**EXCERPT PROVIDED**
= Beginning of Section =

Lora Fleming, Anthony Kessel, Virginia Murray, Michael Depledge, Sabina Leonelli, Niccolò Tempini, Harriet Gordon-Brown, Gordon Nichols, Christophe Sarran, Paolo Vineis, Giovanni Leonardi, Brian Golding, and Andy Haines
This is an advance summary of a forthcoming article in the Oxford Research Encyclopedia of Environmental Science. Please check back later for the full article.
Over the past few decades, thanks to the rapid expansion of computer technology, there has been a growing appreciation for the potential of big data in environment and health research. Big data refers to large, complex, potentially linkable data from diverse sources, ranging from the genome and social media, to individual health information and the contributions of citizen science monitoring, to large scale long-term oceanographic and climate modeling in innovative and integrated data mashups. The promise of big data mashups in environment and human health includes the ability to truly explore and understand the “wicked environment and health problems” of the 21st century, from tracking the global spread of the Zika and Ebola virus epidemics to modeling future adaptation to climate change at the city or national level. Other opportunities include the possibility of identifying environment and health hot spots, where innovative interventions can be evaluated to prevent, mitigate, or adapt to climate and other environmental changes over the long term; and of locating and filling gaps in existing knowledge of relevant factors. On the more individual level, there is the potential for individual control of personal data, benefits to health and the environment from smart homes and cities, and opportunities to contribute in citizen science research and share information locally and globally.

= End of Section =

**INPUT DATA**
= Beginning of Section =

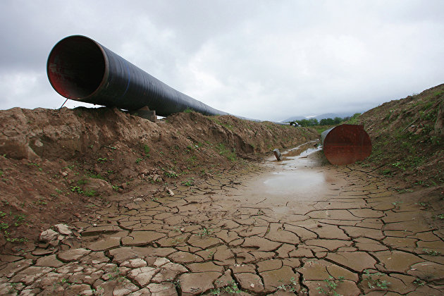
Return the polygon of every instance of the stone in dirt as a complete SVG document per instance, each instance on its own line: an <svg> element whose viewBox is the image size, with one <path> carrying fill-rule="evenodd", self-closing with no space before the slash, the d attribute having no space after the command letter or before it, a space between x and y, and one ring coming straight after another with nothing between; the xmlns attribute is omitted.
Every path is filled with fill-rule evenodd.
<svg viewBox="0 0 444 296"><path fill-rule="evenodd" d="M57 240L59 233L52 229L48 229L40 233L39 239L42 242L49 242Z"/></svg>
<svg viewBox="0 0 444 296"><path fill-rule="evenodd" d="M75 261L90 254L91 251L83 249L71 249L58 254L58 259L64 261Z"/></svg>
<svg viewBox="0 0 444 296"><path fill-rule="evenodd" d="M63 234L63 235L69 235L73 233L73 232L70 230L67 225L56 224L54 225L54 227L56 228L56 229L57 229L57 231L58 231L60 234Z"/></svg>
<svg viewBox="0 0 444 296"><path fill-rule="evenodd" d="M214 271L183 274L179 280L183 295L200 295L202 292L214 288L213 283L221 275L221 273Z"/></svg>

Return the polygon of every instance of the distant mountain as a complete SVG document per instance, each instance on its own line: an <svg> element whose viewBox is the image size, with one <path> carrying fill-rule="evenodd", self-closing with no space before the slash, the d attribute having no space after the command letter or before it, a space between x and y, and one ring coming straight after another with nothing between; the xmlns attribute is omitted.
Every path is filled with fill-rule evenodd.
<svg viewBox="0 0 444 296"><path fill-rule="evenodd" d="M357 112L340 112L340 113L324 113L323 114L316 115L316 116L310 116L310 118L316 118L318 121L323 118L334 118L335 117L340 117L343 118L347 116L352 116ZM287 119L284 119L283 122L301 121L302 119L309 119L305 116L292 116Z"/></svg>
<svg viewBox="0 0 444 296"><path fill-rule="evenodd" d="M285 120L283 120L282 121L288 122L288 121L302 121L302 119L308 119L308 118L304 116L292 116Z"/></svg>

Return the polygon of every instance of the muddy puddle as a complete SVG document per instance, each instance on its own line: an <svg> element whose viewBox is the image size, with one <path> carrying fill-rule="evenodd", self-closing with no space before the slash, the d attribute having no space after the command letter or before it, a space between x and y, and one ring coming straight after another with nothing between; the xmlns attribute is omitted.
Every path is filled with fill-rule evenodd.
<svg viewBox="0 0 444 296"><path fill-rule="evenodd" d="M337 195L345 180L321 167L321 153L319 142L312 141L283 152L280 161L269 158L265 165L271 173L247 182L242 195L254 204L266 199L263 202L282 205Z"/></svg>

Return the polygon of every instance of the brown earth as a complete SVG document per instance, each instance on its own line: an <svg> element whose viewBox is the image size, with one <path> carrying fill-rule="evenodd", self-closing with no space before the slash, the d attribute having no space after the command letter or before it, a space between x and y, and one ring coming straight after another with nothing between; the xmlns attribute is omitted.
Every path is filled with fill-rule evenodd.
<svg viewBox="0 0 444 296"><path fill-rule="evenodd" d="M140 186L159 195L316 139L314 130L182 113L153 123L117 109L0 111L0 254Z"/></svg>
<svg viewBox="0 0 444 296"><path fill-rule="evenodd" d="M393 100L369 110L352 123L363 124L373 144L362 162L398 189L444 185L444 85Z"/></svg>
<svg viewBox="0 0 444 296"><path fill-rule="evenodd" d="M442 295L443 87L354 118L373 154L340 166L259 164L317 137L270 123L2 111L0 294Z"/></svg>

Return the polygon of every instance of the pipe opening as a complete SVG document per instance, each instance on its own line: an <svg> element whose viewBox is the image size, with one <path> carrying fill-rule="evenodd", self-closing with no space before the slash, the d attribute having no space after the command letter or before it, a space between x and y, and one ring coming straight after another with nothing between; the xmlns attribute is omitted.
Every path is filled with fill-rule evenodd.
<svg viewBox="0 0 444 296"><path fill-rule="evenodd" d="M83 99L95 92L105 74L100 46L83 36L61 40L51 51L47 72L51 85L68 99Z"/></svg>

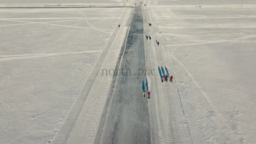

= End of Section =

**TASKS TO COMPLETE**
- a) Copy the summary on big data in environment and health word for word, from "Lora Fleming, Anthony" to "the full article.".
- b) Extend the summary on big data in environment and health past its final sentence.
The items have no connection to the summary on big data in environment and health.

**TASK-BY-TASK ANSWERS**
- a)
Lora Fleming, Anthony Kessel, Virginia Murray, Michael Depledge, Sabina Leonelli, Niccolò Tempini, Harriet Gordon-Brown, Gordon Nichols, Christophe Sarran, Paolo Vineis, Giovanni Leonardi, Brian Golding, and Andy Haines
This is an advance summary of a forthcoming article in the Oxford Research Encyclopedia of Environmental Science. Please check back later for the full article.

- b)
At the same time, there are challenges inherent with data mashups, particularly in the environment and human health arena. Environment and health represent very diverse disciplinary areas with different research cultures, ethos, languages, and expertise. Equally diverse are the types of data involved (including time and space scales, and different types of modeled data), often with no standardization of the data as yet, which would allow easy linkage beyond time and space variables, as data types are mostly shaped by needs of the communities where they originated and have been used the most. The ways in which research communities in health and environmental sciences approach analysis as well as statistical and mathematical modeling are widely different, and there is a lack of trained personnel who can span these interdisciplinary divides and who have the necessary expertise in the techniques that make this kind of interdisciplinary bridging possible, such as software development, big data management and storage, and data analyses. Health data in particular have unique challenges due to the need to maintain confidentiality for the individuals being studied, to evaluate the implications of shared information for the communities affected by research, and to resolve the long-standing issues of intellectual property and ownership occurring throughout the environment and health fields. As with other areas of big data, the new “digital divide” is growing, where some researchers and research groups have access to data and computing resources while others do not; although crowdsourcing, citizen science, and communities of science are some of the alternative approaches. Finally, funding, especially when aimed to encourage sustainability and accessibility of big data resources (from personnel to hardware), is currently inadequate; there is widespread disagreement over what business models can support long-term maintenance of data infrastructures, and these models are often inadequate to deal with the complexity and resource-intensivity of the infrastructure development enterprise.
Nevertheless, researchers, policy makers, funders, governments, the media, and even the general public recognize the innovation and creativity potential of big data for environment, health, and many other areas. The need is urgent to explore the challenges, opportunities, and potentials of big data mashup applications for the environment and human health research.